▶ **CONSIGNES**
• A. D'après l'entretien sur la dissolution des conseils centraux de l'Université Jean-Jaurès, quelle part du conseil Académique les partisans du projet représentaient-ils ?
• B. Transcrivez sans rien changer le passage de l'entretien qui commence par "Cette décision, à" et se poursuit jusqu'à "de nouvelles élections.".

▶ **TEXTE À LIRE**
——

Comment avez-vous analysé la décision, prise par le ministère de l'Enseignement supérieur et de la recherche, de dissoudre les conseils centraux de l'Université Jean-Jaurès ?
Cette décision, à laquelle je m'attendais, faisait partie des options possibles dans la mesure où la démission des deux-tiers du conseil d'administration n'avait pas été validée en interne. Comme nous n'avons pas réussi à nous entendre, le ministère a pris la main. Cette décision, que je respecte, a l'avantage de nous conduire rapidement à de nouvelles élections.
Permettra-t-elle, selon vous, de construire une gouvernance plus solide ? Je l'espère ! Depuis deux ans, l'instabilité au sein du conseil d'administration, partagé entre deux groupes, ne facilitait pas la gouvernance. Depuis que la question de l'Idex a émergé, les clivages se sont accentués. Le climat est devenu un peu malsain. Les nouvelles élections permettront de clarifier la situation.
Cette sortie de crise représente-t-elle pour vous un soulagement ? Absolument. J'étais tenu de porter le projet de l'Université de Toulouse et de l'Idex jusqu'au bout. Même s'il ne se manifestent pas sur le campus de manière aussi visible, les partisans du projet existent. Ils sont nombreux. Ils représentaient la moitié du conseil d'Administration et les deux tiers du conseil Académique. A partir du moment ou le jury a retoqué le projet, ce que je regrette, il vaut mieux rebattre les cartes. Je me suis endurci pendant l'épreuve, mais cela avait un sens. Aujourd'hui, ce n'est plus le cas. Et je n'ai pas vocation à servir de bouc émissaire. Alors oui, je suis soulagé.

——

▶ **DONNÉES FOURNIES**
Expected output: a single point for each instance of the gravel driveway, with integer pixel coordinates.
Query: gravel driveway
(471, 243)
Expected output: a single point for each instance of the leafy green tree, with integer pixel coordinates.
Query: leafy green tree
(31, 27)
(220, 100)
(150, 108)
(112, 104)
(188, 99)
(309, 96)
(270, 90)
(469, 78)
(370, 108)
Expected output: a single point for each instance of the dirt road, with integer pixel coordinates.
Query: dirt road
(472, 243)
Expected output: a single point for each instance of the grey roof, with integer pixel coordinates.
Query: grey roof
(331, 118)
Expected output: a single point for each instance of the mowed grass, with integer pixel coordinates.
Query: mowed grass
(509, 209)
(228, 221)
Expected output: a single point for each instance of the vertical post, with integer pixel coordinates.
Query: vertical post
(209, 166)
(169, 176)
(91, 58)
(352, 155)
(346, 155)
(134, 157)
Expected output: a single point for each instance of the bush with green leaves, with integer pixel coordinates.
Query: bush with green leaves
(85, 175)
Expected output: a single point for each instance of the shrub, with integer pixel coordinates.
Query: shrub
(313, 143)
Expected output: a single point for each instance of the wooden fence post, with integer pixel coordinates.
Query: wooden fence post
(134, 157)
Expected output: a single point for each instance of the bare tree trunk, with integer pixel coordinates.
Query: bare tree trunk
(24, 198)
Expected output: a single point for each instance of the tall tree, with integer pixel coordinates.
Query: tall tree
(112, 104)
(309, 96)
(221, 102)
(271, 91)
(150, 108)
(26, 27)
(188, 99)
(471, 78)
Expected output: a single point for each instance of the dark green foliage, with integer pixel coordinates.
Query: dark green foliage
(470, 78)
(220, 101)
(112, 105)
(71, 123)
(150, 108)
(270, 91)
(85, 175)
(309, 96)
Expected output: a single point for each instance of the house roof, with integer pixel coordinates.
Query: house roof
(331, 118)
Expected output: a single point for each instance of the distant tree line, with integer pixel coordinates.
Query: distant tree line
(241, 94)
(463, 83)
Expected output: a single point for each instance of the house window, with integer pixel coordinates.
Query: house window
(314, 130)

——

▶ **RÉSULTATS DE L'EXERCICE**
• A. Les deux tiers du conseil Académique.

• B.
Cette décision, à laquelle je m'attendais, faisait partie des options possibles dans la mesure où la démission des deux-tiers du conseil d'administration n'avait pas été validée en interne. Comme nous n'avons pas réussi à nous entendre, le ministère a pris la main. Cette décision, que je respecte, a l'avantage de nous conduire rapidement à de nouvelles élections.